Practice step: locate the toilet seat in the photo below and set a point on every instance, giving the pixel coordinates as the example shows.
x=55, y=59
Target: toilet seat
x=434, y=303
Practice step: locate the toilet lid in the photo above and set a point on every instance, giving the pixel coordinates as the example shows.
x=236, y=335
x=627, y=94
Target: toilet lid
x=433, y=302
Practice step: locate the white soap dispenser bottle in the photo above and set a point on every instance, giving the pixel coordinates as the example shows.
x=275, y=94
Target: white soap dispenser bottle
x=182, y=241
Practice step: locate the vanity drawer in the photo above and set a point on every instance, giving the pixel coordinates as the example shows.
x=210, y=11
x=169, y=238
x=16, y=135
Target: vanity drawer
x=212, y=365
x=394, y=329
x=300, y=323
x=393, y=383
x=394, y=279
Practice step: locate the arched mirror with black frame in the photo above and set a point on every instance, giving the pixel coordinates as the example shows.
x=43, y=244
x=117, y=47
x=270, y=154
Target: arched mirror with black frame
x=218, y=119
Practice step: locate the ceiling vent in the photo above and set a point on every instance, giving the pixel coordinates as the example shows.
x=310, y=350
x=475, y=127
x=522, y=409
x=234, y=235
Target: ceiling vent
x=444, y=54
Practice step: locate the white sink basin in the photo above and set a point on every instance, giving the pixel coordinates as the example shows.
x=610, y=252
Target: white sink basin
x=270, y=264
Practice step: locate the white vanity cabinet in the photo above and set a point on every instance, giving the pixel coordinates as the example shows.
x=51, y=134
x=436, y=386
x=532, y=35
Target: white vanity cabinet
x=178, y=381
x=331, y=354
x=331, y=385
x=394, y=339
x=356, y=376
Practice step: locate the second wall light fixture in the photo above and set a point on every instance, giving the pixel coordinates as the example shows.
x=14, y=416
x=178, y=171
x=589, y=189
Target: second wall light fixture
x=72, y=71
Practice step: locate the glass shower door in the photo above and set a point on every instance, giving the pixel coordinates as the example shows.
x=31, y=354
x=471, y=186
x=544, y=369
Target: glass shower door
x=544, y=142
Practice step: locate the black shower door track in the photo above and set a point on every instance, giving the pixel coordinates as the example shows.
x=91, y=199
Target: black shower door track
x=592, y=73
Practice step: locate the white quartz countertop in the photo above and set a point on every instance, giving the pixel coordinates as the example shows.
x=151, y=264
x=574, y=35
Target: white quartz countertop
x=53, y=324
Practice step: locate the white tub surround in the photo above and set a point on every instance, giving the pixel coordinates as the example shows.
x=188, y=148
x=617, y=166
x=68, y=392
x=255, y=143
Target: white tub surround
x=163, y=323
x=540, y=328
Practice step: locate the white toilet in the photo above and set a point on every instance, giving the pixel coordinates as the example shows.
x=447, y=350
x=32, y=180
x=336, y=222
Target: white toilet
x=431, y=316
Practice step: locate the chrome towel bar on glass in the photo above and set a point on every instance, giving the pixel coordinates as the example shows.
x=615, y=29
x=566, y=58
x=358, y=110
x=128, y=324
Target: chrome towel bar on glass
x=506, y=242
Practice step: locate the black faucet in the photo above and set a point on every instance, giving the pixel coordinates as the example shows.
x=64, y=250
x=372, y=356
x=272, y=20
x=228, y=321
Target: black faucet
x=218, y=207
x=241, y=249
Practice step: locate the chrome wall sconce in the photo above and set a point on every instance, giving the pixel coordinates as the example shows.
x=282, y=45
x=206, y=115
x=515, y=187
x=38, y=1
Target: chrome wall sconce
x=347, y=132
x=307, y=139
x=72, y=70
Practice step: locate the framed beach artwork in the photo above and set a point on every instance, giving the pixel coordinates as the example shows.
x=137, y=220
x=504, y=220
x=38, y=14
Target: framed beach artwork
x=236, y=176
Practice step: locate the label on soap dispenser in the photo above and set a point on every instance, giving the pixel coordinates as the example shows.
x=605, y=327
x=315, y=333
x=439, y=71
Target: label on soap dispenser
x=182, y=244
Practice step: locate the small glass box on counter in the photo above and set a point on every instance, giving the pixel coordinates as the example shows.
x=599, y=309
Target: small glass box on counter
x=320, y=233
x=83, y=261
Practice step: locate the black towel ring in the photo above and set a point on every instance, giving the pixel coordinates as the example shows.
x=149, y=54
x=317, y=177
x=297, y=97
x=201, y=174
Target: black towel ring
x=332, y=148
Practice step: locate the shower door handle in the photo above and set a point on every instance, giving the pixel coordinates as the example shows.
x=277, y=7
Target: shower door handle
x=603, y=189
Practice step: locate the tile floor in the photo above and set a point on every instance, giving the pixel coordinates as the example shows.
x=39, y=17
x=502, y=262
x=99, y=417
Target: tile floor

● ● ● ●

Objective
Switch "quartz" to "marble" in the records between the line holding "Practice step: locate the white quartz" and the line holding "x=53, y=324", inclusive, and give those lines again with nothing else changed.

Solution for this exercise
Practice step: locate the white marble countertop in the photo above and set a point on every instance, giving the pixel coordinates as the example shows.
x=151, y=264
x=574, y=35
Target: white marble countertop
x=53, y=324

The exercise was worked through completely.